▶ **Exercise description**: Your answer must be an exact copy of the data below.

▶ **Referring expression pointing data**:
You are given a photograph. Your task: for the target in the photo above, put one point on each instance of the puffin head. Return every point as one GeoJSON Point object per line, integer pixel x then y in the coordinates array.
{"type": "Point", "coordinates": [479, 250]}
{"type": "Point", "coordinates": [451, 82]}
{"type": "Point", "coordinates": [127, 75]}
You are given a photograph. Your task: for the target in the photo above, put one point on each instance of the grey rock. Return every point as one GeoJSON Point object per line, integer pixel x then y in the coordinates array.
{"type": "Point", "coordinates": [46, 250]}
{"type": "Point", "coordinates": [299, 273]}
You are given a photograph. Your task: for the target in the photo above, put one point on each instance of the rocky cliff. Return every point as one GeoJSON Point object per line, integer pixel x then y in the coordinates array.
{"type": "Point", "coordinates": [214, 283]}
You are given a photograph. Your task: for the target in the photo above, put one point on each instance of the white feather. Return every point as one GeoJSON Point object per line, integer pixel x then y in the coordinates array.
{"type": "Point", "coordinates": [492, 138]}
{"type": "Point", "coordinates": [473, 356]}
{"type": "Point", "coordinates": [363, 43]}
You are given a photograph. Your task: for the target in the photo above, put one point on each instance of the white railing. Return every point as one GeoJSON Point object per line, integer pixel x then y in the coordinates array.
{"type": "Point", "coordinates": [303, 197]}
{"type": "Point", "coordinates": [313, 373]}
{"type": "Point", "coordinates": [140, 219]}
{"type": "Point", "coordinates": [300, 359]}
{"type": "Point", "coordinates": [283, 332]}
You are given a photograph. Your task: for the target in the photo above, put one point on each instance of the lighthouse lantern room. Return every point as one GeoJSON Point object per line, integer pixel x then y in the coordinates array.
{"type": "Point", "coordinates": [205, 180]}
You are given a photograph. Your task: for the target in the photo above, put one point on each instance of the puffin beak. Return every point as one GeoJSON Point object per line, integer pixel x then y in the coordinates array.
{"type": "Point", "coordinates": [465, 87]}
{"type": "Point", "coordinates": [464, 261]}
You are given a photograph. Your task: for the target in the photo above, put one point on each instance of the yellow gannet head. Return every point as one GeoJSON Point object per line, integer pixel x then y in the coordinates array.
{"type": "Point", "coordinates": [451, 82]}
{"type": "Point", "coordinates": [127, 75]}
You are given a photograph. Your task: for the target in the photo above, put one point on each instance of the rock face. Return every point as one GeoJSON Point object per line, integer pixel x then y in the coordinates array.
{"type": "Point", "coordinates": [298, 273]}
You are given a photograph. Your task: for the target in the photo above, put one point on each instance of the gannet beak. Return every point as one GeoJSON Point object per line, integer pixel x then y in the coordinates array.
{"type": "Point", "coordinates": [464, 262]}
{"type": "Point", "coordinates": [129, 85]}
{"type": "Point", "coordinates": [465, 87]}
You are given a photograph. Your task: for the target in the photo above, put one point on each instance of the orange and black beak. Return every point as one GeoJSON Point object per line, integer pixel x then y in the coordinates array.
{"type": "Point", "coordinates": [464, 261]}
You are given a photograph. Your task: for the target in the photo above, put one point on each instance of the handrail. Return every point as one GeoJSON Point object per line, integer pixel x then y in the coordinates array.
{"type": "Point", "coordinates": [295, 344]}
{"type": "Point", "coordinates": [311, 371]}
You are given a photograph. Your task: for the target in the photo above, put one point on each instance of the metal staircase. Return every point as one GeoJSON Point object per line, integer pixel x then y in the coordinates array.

▶ **Reply to the exercise**:
You are given a photograph. Your task: for the target in the photo above, put one point on each instance of the puffin head. Return every point as one GeoJSON Point object per line, integer pixel x then y in the coordinates array.
{"type": "Point", "coordinates": [479, 250]}
{"type": "Point", "coordinates": [451, 82]}
{"type": "Point", "coordinates": [127, 75]}
You are given a photograph. Your task: for the target in the photo above, put one point on each instance of the grey rock. Return every point as one GeoJSON Point object per line, integer pixel x then y in the coordinates array.
{"type": "Point", "coordinates": [46, 250]}
{"type": "Point", "coordinates": [299, 273]}
You are given a photograph. Your task: for the target in the photo above, put one point on each instance of the rocky cliff. Return every point as one GeoJSON Point object per line, integer pixel x then y in the coordinates array.
{"type": "Point", "coordinates": [214, 283]}
You are given a photograph. Your task: for the target in the photo above, put one point on each instance of the white feather. Return every point as one GeoJSON Point object per line, integer pixel x then y in the coordinates array.
{"type": "Point", "coordinates": [492, 138]}
{"type": "Point", "coordinates": [473, 356]}
{"type": "Point", "coordinates": [363, 43]}
You are given a photograph. Your task: for the target in the photo above, put one point on each instance of the white railing. Return every point as one GeoJSON Point object per line, integer pixel x then y in the coordinates array.
{"type": "Point", "coordinates": [303, 197]}
{"type": "Point", "coordinates": [313, 373]}
{"type": "Point", "coordinates": [140, 219]}
{"type": "Point", "coordinates": [300, 359]}
{"type": "Point", "coordinates": [283, 332]}
You are given a photograph. Your task: for the target in the photo above, put one point on each instance of the lighthouse lantern room. Return every point as one GeoJSON Point object per line, integer pixel x then y in the coordinates array.
{"type": "Point", "coordinates": [205, 180]}
You are given a photograph. Your task: for the target in the photo above, put one point on each instance of the puffin beak. Return every point as one GeoJSON Point object per line, integer pixel x then y in the coordinates array.
{"type": "Point", "coordinates": [465, 87]}
{"type": "Point", "coordinates": [464, 261]}
You are given a photograph. Your task: for the target in the photo above, put one point on each instance of the yellow gannet head. Return every point as one GeoJSON Point object per line, integer pixel x then y in the coordinates array.
{"type": "Point", "coordinates": [451, 82]}
{"type": "Point", "coordinates": [127, 75]}
You are given a photograph. Your task: for the target in the photo above, put one point on each instance of the rock face. Return every point as one GeoJSON Point object per line, integer pixel x then y in the coordinates array.
{"type": "Point", "coordinates": [298, 273]}
You are given a photograph. Your task: for the target in the photo above, put one point on each instance of the gannet beak. Return every point as one GeoJSON Point object per line, integer pixel x then y in the coordinates array.
{"type": "Point", "coordinates": [464, 262]}
{"type": "Point", "coordinates": [129, 85]}
{"type": "Point", "coordinates": [465, 87]}
You are given a photograph. Your task: for the target in the photo above, put one point on each instance of the orange and black beak. Return every point as one GeoJSON Point object per line, integer pixel x then y in the coordinates array.
{"type": "Point", "coordinates": [464, 261]}
You are given a photograph. Your task: for the target in the photo above, put one point on each instance of the handrail. Return every point as one GeoJSON Point object per line, integer pixel x then y in the coordinates array.
{"type": "Point", "coordinates": [295, 344]}
{"type": "Point", "coordinates": [311, 371]}
You are given a photograph. Your task: for the target in the photo above, put one point on each instance of the metal staircase. Return every point as one GeoJSON Point object per line, integer pixel x then y in the coordinates array.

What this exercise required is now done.